Stored data
====

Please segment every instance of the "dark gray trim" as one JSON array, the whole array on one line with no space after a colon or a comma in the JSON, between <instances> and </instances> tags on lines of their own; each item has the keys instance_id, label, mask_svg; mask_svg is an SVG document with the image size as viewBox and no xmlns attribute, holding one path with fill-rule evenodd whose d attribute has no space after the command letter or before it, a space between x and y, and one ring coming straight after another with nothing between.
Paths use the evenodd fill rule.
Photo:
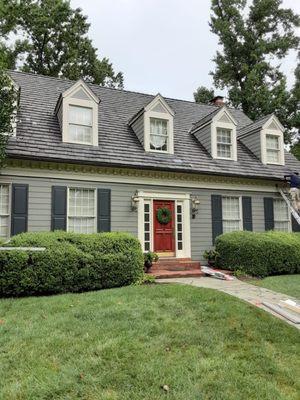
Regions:
<instances>
[{"instance_id":1,"label":"dark gray trim","mask_svg":"<svg viewBox=\"0 0 300 400\"><path fill-rule=\"evenodd\" d=\"M300 232L300 225L298 222L295 220L295 218L292 216L292 231L293 232Z\"/></svg>"},{"instance_id":2,"label":"dark gray trim","mask_svg":"<svg viewBox=\"0 0 300 400\"><path fill-rule=\"evenodd\" d=\"M242 197L243 229L253 231L252 223L252 199L248 196Z\"/></svg>"},{"instance_id":3,"label":"dark gray trim","mask_svg":"<svg viewBox=\"0 0 300 400\"><path fill-rule=\"evenodd\" d=\"M11 236L28 230L28 185L12 184Z\"/></svg>"},{"instance_id":4,"label":"dark gray trim","mask_svg":"<svg viewBox=\"0 0 300 400\"><path fill-rule=\"evenodd\" d=\"M216 237L223 233L222 196L218 194L211 195L211 227L214 244Z\"/></svg>"},{"instance_id":5,"label":"dark gray trim","mask_svg":"<svg viewBox=\"0 0 300 400\"><path fill-rule=\"evenodd\" d=\"M67 187L52 186L51 230L67 229Z\"/></svg>"},{"instance_id":6,"label":"dark gray trim","mask_svg":"<svg viewBox=\"0 0 300 400\"><path fill-rule=\"evenodd\" d=\"M111 190L97 190L97 231L110 232L111 230Z\"/></svg>"},{"instance_id":7,"label":"dark gray trim","mask_svg":"<svg viewBox=\"0 0 300 400\"><path fill-rule=\"evenodd\" d=\"M274 199L272 197L264 197L264 212L265 230L271 231L274 229Z\"/></svg>"}]
</instances>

====

Your answer must be an exact repeat of all the records, minus the pictures.

__Exercise result__.
Please segment every instance of the "dark gray trim" as one JSON array, the whole array on one line with no space after a colon or a comma in the JSON, between <instances> and </instances> tags on lines of their own; each item has the keys instance_id, label, mask_svg; mask_svg is an SVG document with the image size as viewBox and no xmlns attribute, holding one path with fill-rule evenodd whose d attribute has no space after the command letter or before it, a space between x and y, and one ring coming straight after another with nothing between.
Paths use the evenodd fill rule.
Photo:
Regions:
<instances>
[{"instance_id":1,"label":"dark gray trim","mask_svg":"<svg viewBox=\"0 0 300 400\"><path fill-rule=\"evenodd\" d=\"M300 232L300 225L298 222L295 220L295 218L292 216L292 231L293 232Z\"/></svg>"},{"instance_id":2,"label":"dark gray trim","mask_svg":"<svg viewBox=\"0 0 300 400\"><path fill-rule=\"evenodd\" d=\"M242 197L243 229L253 231L252 223L252 199L248 196Z\"/></svg>"},{"instance_id":3,"label":"dark gray trim","mask_svg":"<svg viewBox=\"0 0 300 400\"><path fill-rule=\"evenodd\" d=\"M11 236L28 230L28 185L12 184Z\"/></svg>"},{"instance_id":4,"label":"dark gray trim","mask_svg":"<svg viewBox=\"0 0 300 400\"><path fill-rule=\"evenodd\" d=\"M216 237L223 233L222 196L218 194L211 195L211 227L214 244Z\"/></svg>"},{"instance_id":5,"label":"dark gray trim","mask_svg":"<svg viewBox=\"0 0 300 400\"><path fill-rule=\"evenodd\" d=\"M67 187L52 186L51 230L67 229Z\"/></svg>"},{"instance_id":6,"label":"dark gray trim","mask_svg":"<svg viewBox=\"0 0 300 400\"><path fill-rule=\"evenodd\" d=\"M111 190L97 190L97 231L110 232L111 230Z\"/></svg>"},{"instance_id":7,"label":"dark gray trim","mask_svg":"<svg viewBox=\"0 0 300 400\"><path fill-rule=\"evenodd\" d=\"M274 199L272 197L264 197L264 212L265 230L271 231L274 229Z\"/></svg>"}]
</instances>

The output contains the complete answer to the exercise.